▼

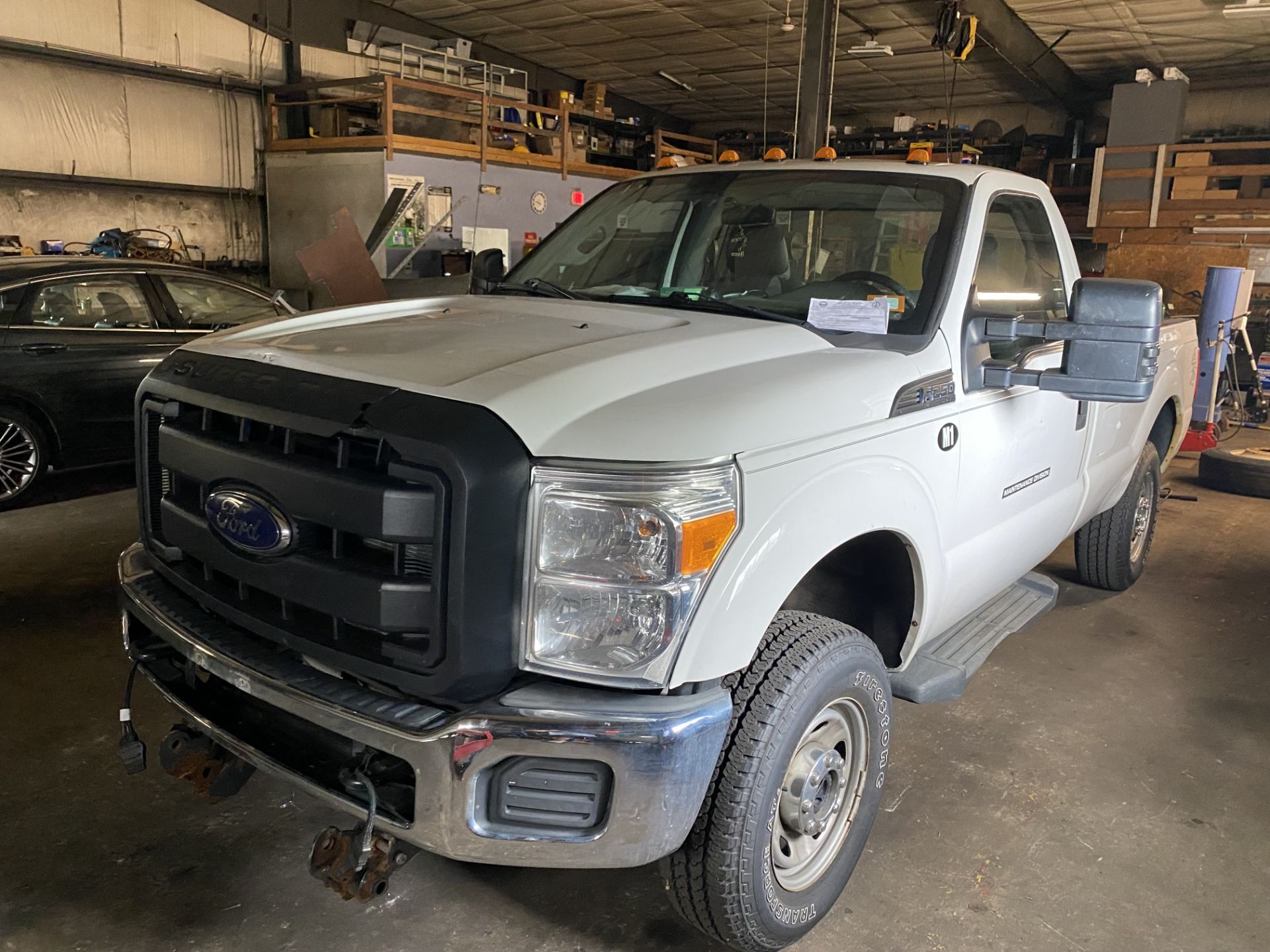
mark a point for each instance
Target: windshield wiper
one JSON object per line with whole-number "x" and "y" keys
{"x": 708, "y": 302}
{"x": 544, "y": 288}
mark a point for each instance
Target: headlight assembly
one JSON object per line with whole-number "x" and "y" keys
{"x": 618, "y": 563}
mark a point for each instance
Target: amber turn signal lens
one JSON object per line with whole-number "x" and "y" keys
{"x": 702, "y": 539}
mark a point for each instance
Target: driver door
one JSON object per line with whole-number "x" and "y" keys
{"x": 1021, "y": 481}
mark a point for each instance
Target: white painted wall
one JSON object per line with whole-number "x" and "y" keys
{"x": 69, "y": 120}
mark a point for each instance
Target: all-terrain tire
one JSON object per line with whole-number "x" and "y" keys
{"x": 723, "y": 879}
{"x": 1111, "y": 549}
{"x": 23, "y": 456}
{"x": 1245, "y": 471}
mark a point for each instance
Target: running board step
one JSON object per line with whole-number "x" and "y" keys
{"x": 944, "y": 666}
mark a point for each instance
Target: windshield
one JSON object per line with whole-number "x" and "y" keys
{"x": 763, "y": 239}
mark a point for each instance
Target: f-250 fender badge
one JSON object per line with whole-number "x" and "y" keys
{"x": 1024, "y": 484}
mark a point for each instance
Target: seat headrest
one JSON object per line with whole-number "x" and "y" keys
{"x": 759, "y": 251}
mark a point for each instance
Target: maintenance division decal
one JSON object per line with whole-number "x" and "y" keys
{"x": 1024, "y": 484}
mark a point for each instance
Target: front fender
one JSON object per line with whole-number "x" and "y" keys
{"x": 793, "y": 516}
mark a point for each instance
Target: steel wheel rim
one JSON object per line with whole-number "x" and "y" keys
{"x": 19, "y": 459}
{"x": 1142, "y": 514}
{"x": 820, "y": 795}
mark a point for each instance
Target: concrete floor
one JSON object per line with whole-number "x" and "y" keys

▲

* [Required task]
Using the records above, retype everything exactly except the pictures.

* [Exercise result]
mark a point for each instance
Target: windshield wiper
one JSON object per line with whole-number "x" and "y" keys
{"x": 708, "y": 302}
{"x": 544, "y": 288}
mark a point for each instance
Target: headlight assembly
one JSON object per line with whole-number "x" and "y" keys
{"x": 618, "y": 563}
mark a point for each instance
Target: amber turn signal lens
one JSON object per line with whole-number "x" and "y" keys
{"x": 702, "y": 539}
mark a point for each instance
Target: driver door
one JSON object per line with whole-number "x" and "y" keys
{"x": 1021, "y": 481}
mark a point for each instance
Target: white painted wall
one JSON object per line with whole-number "x" and "y" keys
{"x": 69, "y": 120}
mark a point for each instance
Target: all-terrain tire
one JSON object per line with whole-number "x" and "y" keys
{"x": 723, "y": 879}
{"x": 1111, "y": 549}
{"x": 23, "y": 456}
{"x": 1245, "y": 471}
mark a point for each instance
Target: running board step
one JSON object per line with whole-number "x" and "y" keys
{"x": 944, "y": 666}
mark a point for each instance
Target: windshield
one JSON object per line with whole-number "x" and "y" keys
{"x": 763, "y": 239}
mark a point for each instance
Target: f-250 fender badge
one JSON object per line with whole-number "x" and "y" keys
{"x": 1024, "y": 484}
mark a point for each instance
Target: seat headrest
one JSON object per line with whole-number "x" and "y" keys
{"x": 759, "y": 251}
mark a point for each instance
Target: maintenance division decal
one JSON object per line with whole-number "x" and "y" keys
{"x": 1024, "y": 484}
mark a point for each instance
Target: front fender
one JSON object per line with whole-number "x" and "y" keys
{"x": 793, "y": 516}
mark a point for each instance
Target: steel wheel rim
one JSON object per line with whole-number "x" and "y" keys
{"x": 19, "y": 459}
{"x": 1142, "y": 514}
{"x": 820, "y": 795}
mark a point for each instance
Target: concrete floor
one JSON object per line with whole-number "x" and "y" keys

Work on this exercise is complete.